[Written task]:
Retype the entries below exactly, starting at the line that contains "Agent step — locate the finger" and continuing through the end of the entries, including both the starting line and the last line.

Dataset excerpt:
--- Start ---

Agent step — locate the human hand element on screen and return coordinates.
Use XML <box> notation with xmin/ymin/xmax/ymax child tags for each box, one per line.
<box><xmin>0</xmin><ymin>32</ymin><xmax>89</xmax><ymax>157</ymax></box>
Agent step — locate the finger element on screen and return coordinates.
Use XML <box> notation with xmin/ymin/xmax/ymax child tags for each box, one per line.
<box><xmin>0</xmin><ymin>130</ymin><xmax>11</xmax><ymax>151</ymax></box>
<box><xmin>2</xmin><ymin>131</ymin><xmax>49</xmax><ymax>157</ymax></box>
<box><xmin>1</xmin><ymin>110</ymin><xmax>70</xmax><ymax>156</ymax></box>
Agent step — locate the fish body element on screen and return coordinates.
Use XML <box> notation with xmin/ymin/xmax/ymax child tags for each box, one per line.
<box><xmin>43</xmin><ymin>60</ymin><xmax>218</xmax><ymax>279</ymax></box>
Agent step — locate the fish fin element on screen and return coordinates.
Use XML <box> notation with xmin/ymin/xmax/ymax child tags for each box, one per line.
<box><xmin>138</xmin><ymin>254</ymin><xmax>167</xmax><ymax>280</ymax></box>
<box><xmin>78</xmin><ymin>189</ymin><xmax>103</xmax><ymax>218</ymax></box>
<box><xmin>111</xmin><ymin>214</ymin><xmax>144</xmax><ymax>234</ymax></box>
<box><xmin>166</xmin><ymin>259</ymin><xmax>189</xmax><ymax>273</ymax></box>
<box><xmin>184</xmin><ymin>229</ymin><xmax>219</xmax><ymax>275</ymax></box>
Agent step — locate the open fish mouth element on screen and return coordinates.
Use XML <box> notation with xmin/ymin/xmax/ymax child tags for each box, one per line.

--- End ---

[Final result]:
Agent step — locate the finger element on screen and return coordinates.
Use XML <box> notation with xmin/ymin/xmax/ymax child tags for each box, one per line.
<box><xmin>0</xmin><ymin>130</ymin><xmax>11</xmax><ymax>151</ymax></box>
<box><xmin>2</xmin><ymin>131</ymin><xmax>49</xmax><ymax>157</ymax></box>
<box><xmin>1</xmin><ymin>110</ymin><xmax>70</xmax><ymax>156</ymax></box>
Agent step — locate the fish body element on screen and return coordinates.
Use XML <box> notation with xmin/ymin/xmax/ymax child tags for each box, one per line.
<box><xmin>43</xmin><ymin>60</ymin><xmax>218</xmax><ymax>279</ymax></box>
Agent step — locate the fish fin element on screen and return coordinates.
Use XML <box> notation with xmin/ymin/xmax/ymax child tags for each box, one per line.
<box><xmin>138</xmin><ymin>254</ymin><xmax>167</xmax><ymax>280</ymax></box>
<box><xmin>78</xmin><ymin>189</ymin><xmax>103</xmax><ymax>218</ymax></box>
<box><xmin>111</xmin><ymin>214</ymin><xmax>144</xmax><ymax>234</ymax></box>
<box><xmin>166</xmin><ymin>259</ymin><xmax>189</xmax><ymax>273</ymax></box>
<box><xmin>184</xmin><ymin>229</ymin><xmax>219</xmax><ymax>275</ymax></box>
Agent step — locate the open fish mouth element on screen and return coordinates.
Use XML <box> notation with xmin/ymin/xmax/ymax child tags for each box, one per line.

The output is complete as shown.